(Stored data)
-- -- --
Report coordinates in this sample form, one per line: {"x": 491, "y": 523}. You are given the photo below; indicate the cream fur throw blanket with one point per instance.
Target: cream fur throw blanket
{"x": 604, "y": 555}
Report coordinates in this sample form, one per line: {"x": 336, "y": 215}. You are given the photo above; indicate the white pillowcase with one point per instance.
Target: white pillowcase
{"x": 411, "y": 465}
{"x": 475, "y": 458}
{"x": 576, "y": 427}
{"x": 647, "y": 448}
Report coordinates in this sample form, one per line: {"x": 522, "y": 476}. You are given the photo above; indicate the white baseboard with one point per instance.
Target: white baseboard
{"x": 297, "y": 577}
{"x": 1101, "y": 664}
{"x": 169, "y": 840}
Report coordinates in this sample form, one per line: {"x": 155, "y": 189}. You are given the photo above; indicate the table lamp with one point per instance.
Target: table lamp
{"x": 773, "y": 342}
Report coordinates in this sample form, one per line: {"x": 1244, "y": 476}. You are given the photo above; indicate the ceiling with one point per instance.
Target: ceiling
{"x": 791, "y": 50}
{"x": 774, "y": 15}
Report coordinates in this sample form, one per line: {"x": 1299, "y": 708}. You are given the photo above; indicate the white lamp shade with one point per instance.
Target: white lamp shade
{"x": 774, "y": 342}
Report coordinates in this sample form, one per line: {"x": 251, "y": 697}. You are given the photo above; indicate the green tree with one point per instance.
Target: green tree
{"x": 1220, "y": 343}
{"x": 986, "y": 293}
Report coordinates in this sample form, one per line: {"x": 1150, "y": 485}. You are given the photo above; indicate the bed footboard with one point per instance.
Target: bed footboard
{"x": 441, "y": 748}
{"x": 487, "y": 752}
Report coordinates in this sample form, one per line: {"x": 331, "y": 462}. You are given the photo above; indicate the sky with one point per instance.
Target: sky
-- -- --
STATED EXERCISE: Can you copy all of the items above line for line, with no changes?

WRITTEN RESPONSE:
Report coordinates in this sample form, one per line: {"x": 491, "y": 523}. You are given the photo below; indicate the cream fur throw blanket with one point per instance.
Target: cream fur throw blanket
{"x": 604, "y": 555}
Report coordinates in this sample form, one per line: {"x": 336, "y": 215}. You are given the photo above; indicate the white pillowcase with one point per instance.
Target: white pillowcase
{"x": 411, "y": 465}
{"x": 475, "y": 458}
{"x": 576, "y": 427}
{"x": 647, "y": 448}
Report coordinates in this sample form, one per line: {"x": 522, "y": 476}. You are given the photo above; indicate the white baseboard with one point per instance.
Target: white baseboard
{"x": 297, "y": 577}
{"x": 1101, "y": 664}
{"x": 169, "y": 840}
Report coordinates in this sample form, one per line: {"x": 155, "y": 189}. You are given the photo above; indicate the table lamp with one point per instance.
Target: table lamp
{"x": 773, "y": 342}
Report coordinates in this sample form, one per line: {"x": 1244, "y": 476}. You are given the photo above; indicate the ceiling with one point per instance.
Target: ceiling
{"x": 791, "y": 50}
{"x": 774, "y": 15}
Report coordinates in this sample form, one per line: {"x": 1299, "y": 708}. You are given the photo above; indicate the white lamp shade with one point per instance.
Target: white lamp shade
{"x": 774, "y": 342}
Report coordinates in this sample form, one per line: {"x": 251, "y": 697}. You are given the photo above; indicate the green tree with one point per instance.
Target: green tree
{"x": 1220, "y": 343}
{"x": 986, "y": 293}
Report coordinates in this sample form, one per line: {"x": 1150, "y": 485}. You are given the photo above; indicate the bed footboard with one point per instance.
Target: bed footboard
{"x": 441, "y": 748}
{"x": 487, "y": 752}
Report coordinates in this sample form, one per line: {"x": 331, "y": 462}. You are given the photo above; indicate the sky with one point per instance.
Target: sky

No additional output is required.